On post-discharge day 5, broad-range PCR from the extracted prosthetic mitral valve returned positive for Tropheryma whipplei. In addition, Periodic-acid-Schiff (PAS) stain revealed macrophages containing granular PAS-positive material consistent with T. whipplei organisms (Fig. 2). Antibiotics were consolidated to monotherapy with intravenous ceftriaxone and after six weeks of therapy he improved with only mild residual dyspnea. After discussion with nephrology, he was transitioned to oral trimethoprim-sulfamethoxazole with plans to treat for at least twelve months.

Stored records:
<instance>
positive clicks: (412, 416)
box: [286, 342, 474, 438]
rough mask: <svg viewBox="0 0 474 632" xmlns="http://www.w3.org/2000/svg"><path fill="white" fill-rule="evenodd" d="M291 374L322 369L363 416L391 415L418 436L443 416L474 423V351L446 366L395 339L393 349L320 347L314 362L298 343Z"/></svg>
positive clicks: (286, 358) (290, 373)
--
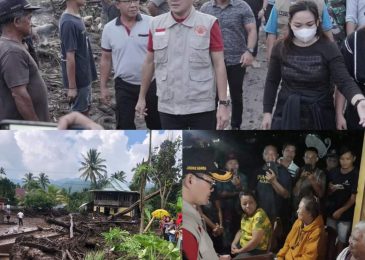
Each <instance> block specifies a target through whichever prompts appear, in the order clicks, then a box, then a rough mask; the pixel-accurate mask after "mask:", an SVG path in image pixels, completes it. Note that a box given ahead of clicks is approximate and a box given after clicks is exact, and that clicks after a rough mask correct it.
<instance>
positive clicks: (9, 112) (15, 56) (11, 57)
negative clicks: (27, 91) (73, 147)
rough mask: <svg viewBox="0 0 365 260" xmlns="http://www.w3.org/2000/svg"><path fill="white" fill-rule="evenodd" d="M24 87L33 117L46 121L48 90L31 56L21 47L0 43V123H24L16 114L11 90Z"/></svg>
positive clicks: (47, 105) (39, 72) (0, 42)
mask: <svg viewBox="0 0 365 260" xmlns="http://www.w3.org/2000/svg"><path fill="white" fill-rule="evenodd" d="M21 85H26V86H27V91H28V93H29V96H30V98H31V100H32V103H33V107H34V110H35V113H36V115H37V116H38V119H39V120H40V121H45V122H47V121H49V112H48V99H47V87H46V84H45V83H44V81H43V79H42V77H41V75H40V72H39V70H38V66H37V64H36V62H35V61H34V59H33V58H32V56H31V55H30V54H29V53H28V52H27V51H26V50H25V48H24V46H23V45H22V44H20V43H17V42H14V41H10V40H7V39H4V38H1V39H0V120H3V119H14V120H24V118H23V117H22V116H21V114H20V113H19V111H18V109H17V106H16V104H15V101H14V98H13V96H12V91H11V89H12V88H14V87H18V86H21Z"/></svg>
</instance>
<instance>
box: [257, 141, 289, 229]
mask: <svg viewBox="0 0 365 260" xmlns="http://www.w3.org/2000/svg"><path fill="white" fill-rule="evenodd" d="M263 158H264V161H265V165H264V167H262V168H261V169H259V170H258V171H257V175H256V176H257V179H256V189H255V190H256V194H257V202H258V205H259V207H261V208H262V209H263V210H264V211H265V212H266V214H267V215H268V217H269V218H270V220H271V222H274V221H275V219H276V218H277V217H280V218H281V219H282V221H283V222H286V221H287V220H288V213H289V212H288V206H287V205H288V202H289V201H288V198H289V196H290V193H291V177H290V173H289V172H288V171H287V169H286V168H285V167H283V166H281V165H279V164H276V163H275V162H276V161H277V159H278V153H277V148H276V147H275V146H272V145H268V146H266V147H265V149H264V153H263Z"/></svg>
==
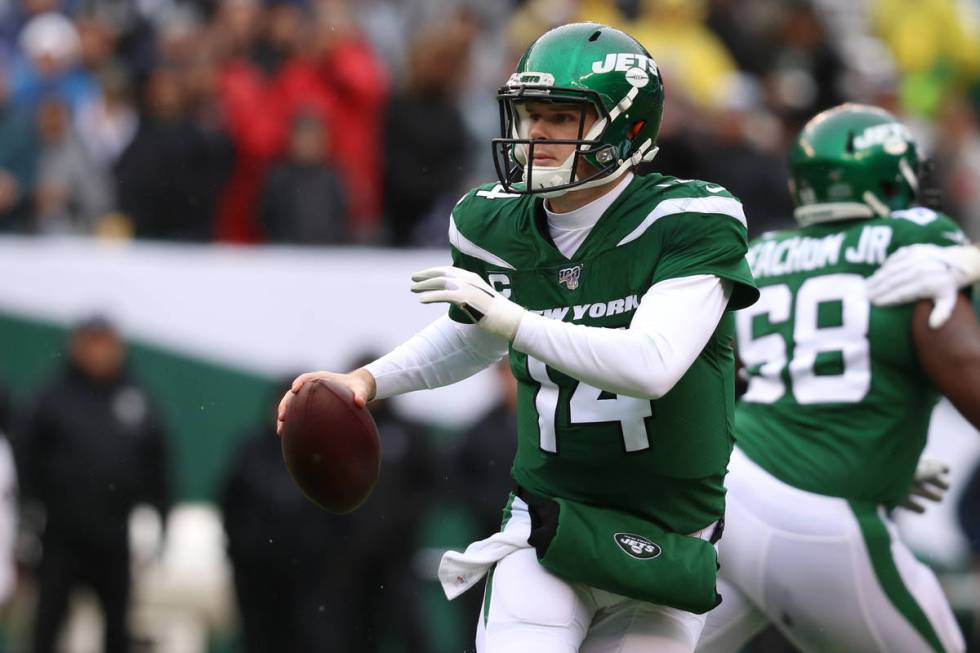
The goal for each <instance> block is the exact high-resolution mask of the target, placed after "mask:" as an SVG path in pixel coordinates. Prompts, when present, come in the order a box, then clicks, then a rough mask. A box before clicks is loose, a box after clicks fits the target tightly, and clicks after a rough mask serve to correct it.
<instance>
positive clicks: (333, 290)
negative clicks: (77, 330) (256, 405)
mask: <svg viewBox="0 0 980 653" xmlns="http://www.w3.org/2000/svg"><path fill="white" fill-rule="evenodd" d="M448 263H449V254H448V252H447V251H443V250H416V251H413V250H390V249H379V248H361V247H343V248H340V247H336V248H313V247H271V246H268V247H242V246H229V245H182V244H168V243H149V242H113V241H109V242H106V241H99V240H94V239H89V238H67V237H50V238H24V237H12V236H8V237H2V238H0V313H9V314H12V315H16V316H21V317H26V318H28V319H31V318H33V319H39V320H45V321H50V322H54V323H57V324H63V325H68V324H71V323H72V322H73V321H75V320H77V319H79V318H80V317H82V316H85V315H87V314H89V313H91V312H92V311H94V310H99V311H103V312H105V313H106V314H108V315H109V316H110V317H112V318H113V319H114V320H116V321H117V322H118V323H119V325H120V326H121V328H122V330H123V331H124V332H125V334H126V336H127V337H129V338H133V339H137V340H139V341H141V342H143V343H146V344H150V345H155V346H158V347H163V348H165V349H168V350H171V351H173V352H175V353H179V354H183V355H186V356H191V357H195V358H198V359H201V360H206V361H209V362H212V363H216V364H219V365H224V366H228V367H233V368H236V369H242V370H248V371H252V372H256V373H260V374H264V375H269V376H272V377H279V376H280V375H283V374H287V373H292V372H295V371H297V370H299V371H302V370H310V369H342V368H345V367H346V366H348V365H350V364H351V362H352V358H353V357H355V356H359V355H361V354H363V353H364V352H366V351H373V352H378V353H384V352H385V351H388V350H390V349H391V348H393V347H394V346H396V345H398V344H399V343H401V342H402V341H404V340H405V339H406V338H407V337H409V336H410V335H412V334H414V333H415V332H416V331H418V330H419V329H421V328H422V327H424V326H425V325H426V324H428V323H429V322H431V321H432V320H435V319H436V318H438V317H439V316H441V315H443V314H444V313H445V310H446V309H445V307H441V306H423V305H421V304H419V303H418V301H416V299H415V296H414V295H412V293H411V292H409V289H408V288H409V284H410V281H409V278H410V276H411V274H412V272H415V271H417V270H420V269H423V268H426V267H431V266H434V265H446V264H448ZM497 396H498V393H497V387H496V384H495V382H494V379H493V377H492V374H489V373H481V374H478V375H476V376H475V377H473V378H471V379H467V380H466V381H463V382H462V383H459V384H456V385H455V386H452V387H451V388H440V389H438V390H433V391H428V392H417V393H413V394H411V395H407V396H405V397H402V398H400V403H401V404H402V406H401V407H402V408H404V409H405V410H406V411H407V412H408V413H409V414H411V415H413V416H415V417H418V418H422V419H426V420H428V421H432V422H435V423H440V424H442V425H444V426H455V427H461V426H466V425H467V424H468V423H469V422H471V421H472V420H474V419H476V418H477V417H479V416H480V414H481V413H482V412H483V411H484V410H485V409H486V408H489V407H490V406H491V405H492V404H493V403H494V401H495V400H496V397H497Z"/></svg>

→ **Problem statement**
Reproduce the entire case excerpt about Tropheryma whipplei above, word for word and with its punctuation unchanged.

→ **Response to the exercise**
On post-discharge day 5, broad-range PCR from the extracted prosthetic mitral valve returned positive for Tropheryma whipplei. In addition, Periodic-acid-Schiff (PAS) stain revealed macrophages containing granular PAS-positive material consistent with T. whipplei organisms (Fig. 2). Antibiotics were consolidated to monotherapy with intravenous ceftriaxone and after six weeks of therapy he improved with only mild residual dyspnea. After discussion with nephrology, he was transitioned to oral trimethoprim-sulfamethoxazole with plans to treat for at least twelve months.